> [What the exercise asks]: Repeat the material word for word, starting at the line that contains "Where can you see the white feather" and continuing through the last line of the material, with both of those lines included.

-- start --

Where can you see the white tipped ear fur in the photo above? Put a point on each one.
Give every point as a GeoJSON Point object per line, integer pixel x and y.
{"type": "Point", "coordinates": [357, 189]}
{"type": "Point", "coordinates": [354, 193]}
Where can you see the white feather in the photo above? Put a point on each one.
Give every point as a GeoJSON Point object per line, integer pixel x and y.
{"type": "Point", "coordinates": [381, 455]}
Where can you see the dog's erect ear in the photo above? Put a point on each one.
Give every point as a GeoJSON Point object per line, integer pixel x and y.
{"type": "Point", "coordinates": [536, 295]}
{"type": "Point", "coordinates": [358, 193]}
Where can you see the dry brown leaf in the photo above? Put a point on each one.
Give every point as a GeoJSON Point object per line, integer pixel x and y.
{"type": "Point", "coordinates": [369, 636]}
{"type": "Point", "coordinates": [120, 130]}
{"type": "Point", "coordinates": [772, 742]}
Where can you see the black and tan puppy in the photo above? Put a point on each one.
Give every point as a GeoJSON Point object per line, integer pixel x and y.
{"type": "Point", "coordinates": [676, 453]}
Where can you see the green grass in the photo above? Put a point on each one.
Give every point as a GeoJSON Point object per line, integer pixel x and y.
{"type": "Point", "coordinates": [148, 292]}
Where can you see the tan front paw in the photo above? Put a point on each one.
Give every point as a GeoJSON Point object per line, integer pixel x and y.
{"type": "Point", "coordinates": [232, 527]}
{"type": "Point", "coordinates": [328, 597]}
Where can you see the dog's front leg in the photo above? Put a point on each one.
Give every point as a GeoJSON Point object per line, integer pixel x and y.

-- end --

> [Complete output]:
Where can you see the white feather in the photo above? Put a point on each one.
Give every point as a GeoJSON Point object per line, integer pixel x and y.
{"type": "Point", "coordinates": [381, 455]}
Where can you see the dog's erect ear in the photo above? Put a point on each one.
Give every point as a GeoJSON Point object per line, integer pixel x and y.
{"type": "Point", "coordinates": [536, 295]}
{"type": "Point", "coordinates": [358, 193]}
Where can you see the dry brown leaf in the photo above? Put a point on each one.
Give every point as a GeoJSON Point object per line, integer pixel x and y.
{"type": "Point", "coordinates": [369, 636]}
{"type": "Point", "coordinates": [120, 130]}
{"type": "Point", "coordinates": [772, 742]}
Where can you see the black and tan puppy in the photo above? Put a point on each one.
Give every point as a GeoJSON Point object per line, integer pixel x and y.
{"type": "Point", "coordinates": [676, 453]}
Where can you see the green grass in the photo above? Put a point on each one.
Give every point as a GeoJSON Point object per line, integer pixel x and y.
{"type": "Point", "coordinates": [148, 292]}
Where can you see the tan front paw in the photo above? Put a point on each one.
Give every point as a GeoJSON Point object per line, integer pixel x and y.
{"type": "Point", "coordinates": [232, 527]}
{"type": "Point", "coordinates": [328, 597]}
Where can you see the dog's front leg in the photo above? Put a point on each one.
Give every point as a GeoJSON Point object per line, integer pixel x and y.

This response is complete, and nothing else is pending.